■ **WHAT YOU ARE ASKED TO DO**
All of the data below should come back exactly as written, minus its images.

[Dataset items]
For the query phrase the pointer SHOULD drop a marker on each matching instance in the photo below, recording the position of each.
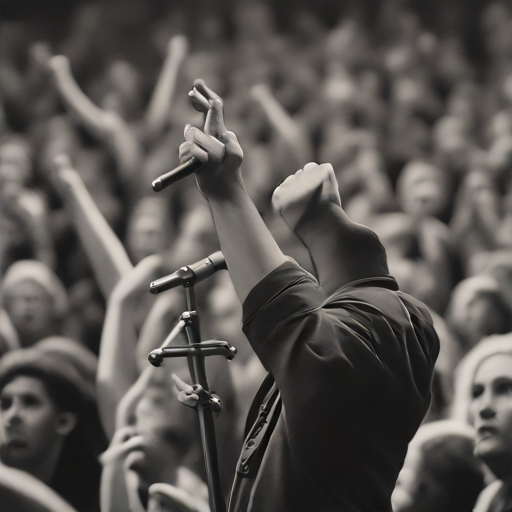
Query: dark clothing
(353, 377)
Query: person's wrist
(313, 220)
(222, 188)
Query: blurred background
(411, 101)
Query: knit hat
(53, 368)
(33, 270)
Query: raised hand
(216, 147)
(304, 191)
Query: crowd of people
(419, 132)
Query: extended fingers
(200, 86)
(214, 147)
(214, 124)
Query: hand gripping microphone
(190, 274)
(189, 167)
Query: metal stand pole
(195, 352)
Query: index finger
(201, 86)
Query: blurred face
(424, 196)
(15, 164)
(491, 412)
(159, 420)
(146, 237)
(30, 308)
(28, 423)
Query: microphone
(190, 274)
(189, 167)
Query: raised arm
(250, 251)
(107, 126)
(117, 365)
(105, 251)
(283, 123)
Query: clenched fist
(305, 191)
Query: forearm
(117, 369)
(107, 255)
(250, 250)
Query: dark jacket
(352, 376)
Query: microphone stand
(196, 351)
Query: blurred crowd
(412, 105)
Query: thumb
(214, 124)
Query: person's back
(349, 377)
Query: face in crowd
(32, 429)
(491, 413)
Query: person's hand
(304, 191)
(217, 148)
(186, 393)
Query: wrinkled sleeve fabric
(304, 345)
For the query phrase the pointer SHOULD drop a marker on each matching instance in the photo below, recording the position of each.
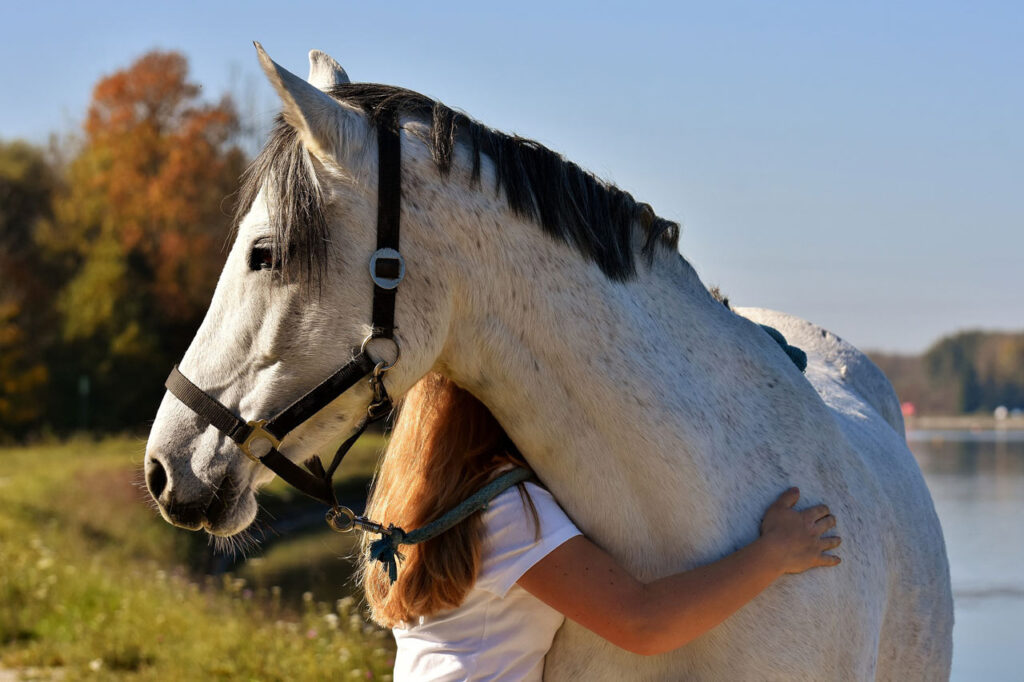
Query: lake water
(977, 481)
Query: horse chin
(229, 513)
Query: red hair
(445, 444)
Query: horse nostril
(156, 477)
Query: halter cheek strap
(386, 270)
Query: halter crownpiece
(259, 439)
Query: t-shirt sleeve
(511, 545)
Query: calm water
(977, 481)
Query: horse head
(292, 301)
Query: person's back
(500, 632)
(483, 599)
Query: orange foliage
(148, 184)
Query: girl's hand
(796, 537)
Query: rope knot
(386, 551)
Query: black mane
(568, 203)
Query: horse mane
(568, 203)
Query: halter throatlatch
(260, 439)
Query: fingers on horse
(787, 499)
(825, 544)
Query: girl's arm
(586, 584)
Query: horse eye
(262, 257)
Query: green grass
(95, 585)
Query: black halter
(386, 269)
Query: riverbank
(965, 423)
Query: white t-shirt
(500, 632)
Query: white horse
(663, 422)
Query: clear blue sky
(858, 164)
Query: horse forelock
(284, 171)
(568, 203)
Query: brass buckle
(258, 431)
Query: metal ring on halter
(386, 254)
(341, 519)
(397, 350)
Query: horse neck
(583, 371)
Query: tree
(138, 226)
(27, 184)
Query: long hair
(444, 445)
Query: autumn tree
(27, 184)
(139, 228)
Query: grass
(95, 586)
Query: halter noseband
(386, 269)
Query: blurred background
(856, 165)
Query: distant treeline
(965, 373)
(111, 243)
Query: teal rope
(386, 551)
(798, 356)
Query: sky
(860, 165)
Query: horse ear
(325, 73)
(317, 117)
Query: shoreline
(964, 423)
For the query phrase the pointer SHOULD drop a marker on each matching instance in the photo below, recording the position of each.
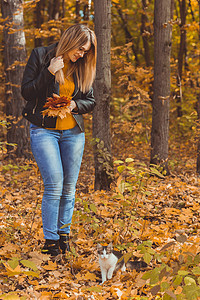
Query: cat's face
(104, 251)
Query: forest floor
(152, 218)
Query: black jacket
(38, 84)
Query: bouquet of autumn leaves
(57, 106)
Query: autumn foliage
(57, 106)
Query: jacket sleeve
(86, 103)
(35, 78)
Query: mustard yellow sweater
(66, 89)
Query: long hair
(75, 37)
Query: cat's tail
(136, 265)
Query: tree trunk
(54, 13)
(128, 35)
(78, 17)
(39, 19)
(160, 115)
(14, 60)
(102, 90)
(145, 32)
(181, 55)
(198, 111)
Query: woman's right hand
(56, 64)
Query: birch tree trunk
(102, 90)
(14, 60)
(161, 96)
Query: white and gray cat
(109, 260)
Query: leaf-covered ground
(153, 218)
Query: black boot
(64, 242)
(51, 247)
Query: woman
(66, 68)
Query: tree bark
(160, 115)
(198, 111)
(181, 54)
(14, 60)
(39, 19)
(102, 90)
(128, 35)
(78, 17)
(145, 38)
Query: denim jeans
(58, 154)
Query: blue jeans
(58, 154)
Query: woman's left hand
(73, 105)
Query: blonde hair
(75, 37)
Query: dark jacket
(38, 84)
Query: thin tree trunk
(145, 38)
(39, 19)
(160, 115)
(181, 55)
(14, 59)
(78, 17)
(198, 110)
(128, 35)
(54, 12)
(102, 89)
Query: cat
(109, 261)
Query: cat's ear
(99, 247)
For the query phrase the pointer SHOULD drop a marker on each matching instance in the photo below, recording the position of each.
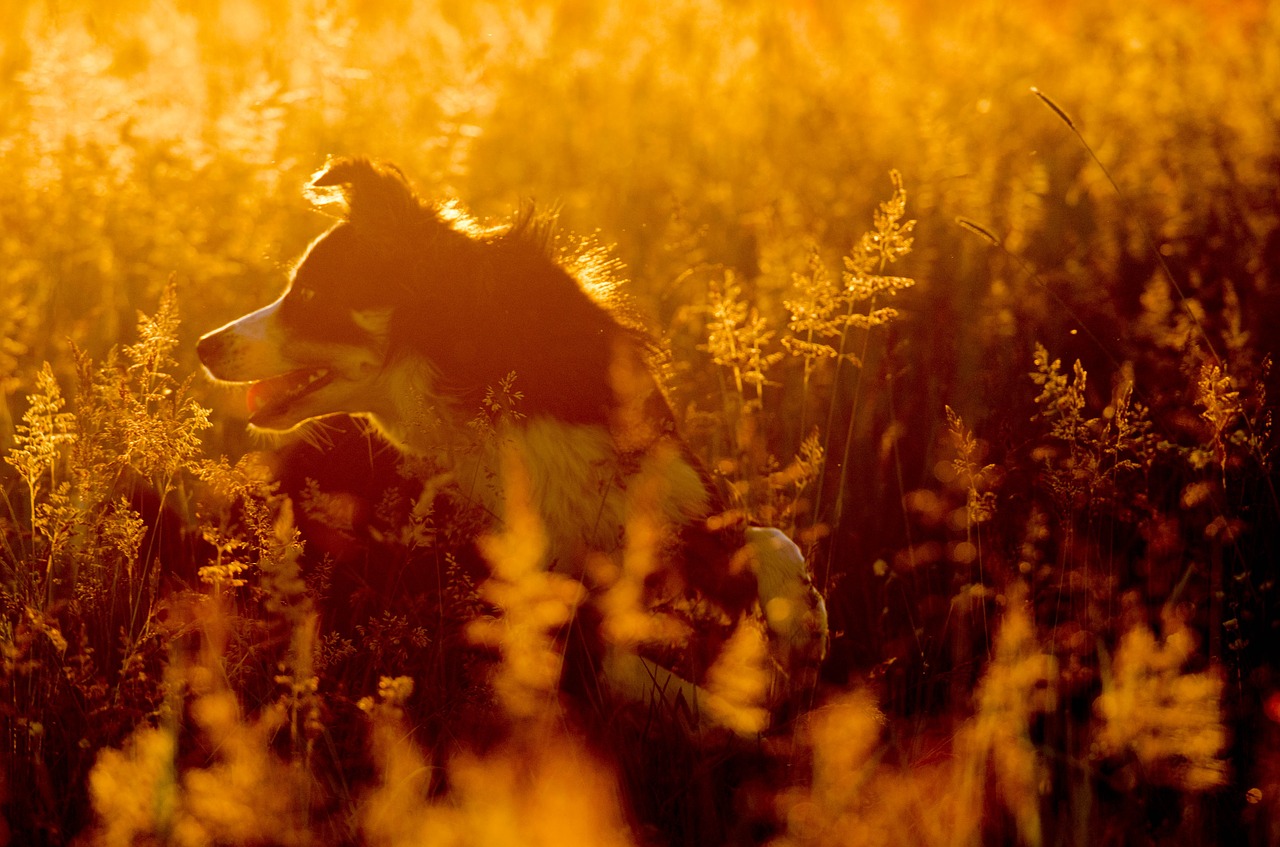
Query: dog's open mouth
(273, 395)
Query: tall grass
(1038, 490)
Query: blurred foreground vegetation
(1046, 521)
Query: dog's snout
(210, 347)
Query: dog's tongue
(263, 393)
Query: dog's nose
(209, 347)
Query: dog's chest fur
(584, 491)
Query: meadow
(977, 300)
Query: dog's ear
(365, 193)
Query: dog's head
(324, 346)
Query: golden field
(977, 300)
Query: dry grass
(1000, 360)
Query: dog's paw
(792, 607)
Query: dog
(410, 315)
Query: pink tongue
(266, 392)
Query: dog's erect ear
(365, 192)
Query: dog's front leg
(792, 607)
(636, 680)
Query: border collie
(410, 315)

■ **EXPECTED OUTPUT**
For the query phrase the pointer SHOULD drop a marker on each matching instance in the photo below, recording the position of each.
Query: dark clothing
(353, 377)
Query: person's wrist
(313, 220)
(222, 188)
Query: blurred background
(411, 101)
Query: knit hat
(53, 368)
(33, 270)
Query: raised hand
(216, 147)
(304, 191)
Query: crowd of people
(419, 132)
Query: extended fingers
(200, 86)
(214, 147)
(214, 124)
Query: hand gripping microphone
(190, 274)
(189, 167)
Query: metal stand pole
(195, 352)
Query: index finger
(201, 86)
Query: blurred face
(424, 196)
(15, 164)
(491, 412)
(159, 420)
(146, 237)
(30, 308)
(28, 423)
Query: microphone
(190, 274)
(189, 167)
Query: raised arm
(250, 251)
(107, 126)
(117, 365)
(105, 251)
(283, 123)
Query: clenched fist
(305, 191)
Query: forearm
(117, 369)
(107, 255)
(250, 250)
Query: dark jacket
(352, 376)
Query: microphone stand
(196, 351)
Query: blurred crowd
(412, 105)
Query: thumb
(214, 124)
Query: person's back
(349, 377)
Query: face in crowd
(32, 429)
(491, 413)
Query: person's hand
(304, 191)
(217, 148)
(186, 393)
Query: wrinkled sleeve fabric
(304, 345)
For the query phrase the pointer SHOULD drop a marker on each matching instance in the photo below, recording the position of each.
Query: lake water
(977, 481)
Query: horse chin
(229, 513)
Query: red hair
(445, 444)
Query: horse nostril
(156, 477)
Query: halter cheek strap
(386, 270)
Query: halter crownpiece
(259, 439)
Query: t-shirt sleeve
(511, 545)
Query: calm water
(977, 481)
Query: horse head
(292, 301)
Query: person's back
(500, 632)
(483, 599)
Query: orange foliage
(148, 184)
Query: girl's hand
(796, 537)
Query: rope knot
(386, 551)
Query: black mane
(568, 203)
Query: horse mane
(568, 203)
Query: halter throatlatch
(260, 439)
Query: fingers on horse
(787, 499)
(825, 544)
Query: girl's arm
(586, 584)
Query: horse eye
(262, 257)
Query: green grass
(95, 585)
Query: black halter
(386, 269)
Query: riverbank
(965, 423)
Query: white t-shirt
(500, 632)
Query: white horse
(663, 422)
Query: clear blue sky
(858, 164)
Query: horse forelock
(284, 171)
(568, 203)
Query: brass buckle
(258, 431)
Query: metal ring on halter
(386, 254)
(341, 519)
(397, 350)
Query: horse neck
(583, 371)
Query: tree
(138, 226)
(27, 184)
Query: long hair
(444, 445)
Query: autumn tree
(27, 184)
(139, 228)
Query: grass
(95, 586)
Query: halter noseband
(386, 269)
Query: blurred background
(856, 165)
Query: distant treeline
(965, 373)
(111, 243)
Query: teal rope
(386, 551)
(798, 356)
Query: sky
(860, 165)
Query: horse ear
(325, 73)
(317, 117)
Query: shoreline
(964, 423)
For the query phrase the pointer SHOULD drop a marker on each matching instance in the photo below, recording the position of each.
Query: cat's face
(104, 251)
Query: forest floor
(152, 218)
Query: black jacket
(38, 84)
Query: bouquet of autumn leaves
(57, 106)
Query: autumn foliage
(57, 106)
Query: jacket sleeve
(86, 103)
(35, 78)
Query: mustard yellow sweater
(66, 89)
Query: long hair
(75, 37)
Query: cat's tail
(136, 265)
Query: tree trunk
(54, 13)
(128, 35)
(78, 17)
(39, 19)
(160, 115)
(14, 60)
(102, 90)
(145, 32)
(181, 55)
(198, 111)
Query: woman's right hand
(56, 64)
Query: birch tree trunk
(102, 90)
(14, 60)
(161, 96)
Query: white and gray cat
(109, 260)
Query: leaf-covered ground
(153, 218)
Query: black boot
(64, 242)
(51, 247)
Query: woman
(66, 68)
Query: tree bark
(160, 115)
(198, 111)
(181, 54)
(14, 60)
(39, 19)
(102, 90)
(128, 35)
(78, 17)
(145, 38)
Query: denim jeans
(58, 154)
Query: blue jeans
(58, 154)
Query: woman's left hand
(73, 105)
Query: blonde hair
(75, 37)
Query: dark jacket
(38, 84)
Query: thin tree trunk
(145, 38)
(39, 19)
(160, 115)
(181, 55)
(14, 59)
(78, 17)
(198, 110)
(128, 35)
(54, 12)
(102, 89)
Query: cat
(109, 261)
Query: cat's ear
(99, 247)
For the query phrase the pointer SHOULD drop a marker on each matching instance in the photo below, recording the position of each.
Query: dog's open mouth
(273, 395)
Query: tall grass
(1038, 490)
Query: blurred foreground vegetation
(1046, 521)
Query: dog's snout
(210, 347)
Query: dog's tongue
(263, 393)
Query: dog's nose
(209, 347)
Query: dog's chest fur
(584, 491)
Query: meadow
(977, 300)
Query: dog's ear
(365, 193)
Query: dog's head
(324, 346)
Query: golden field
(977, 300)
Query: dry grass
(1000, 360)
Query: dog's paw
(792, 607)
Query: dog
(410, 315)
Query: pink tongue
(266, 392)
Query: dog's erect ear
(365, 192)
Query: dog's front leg
(792, 607)
(636, 680)
Query: border collie
(410, 315)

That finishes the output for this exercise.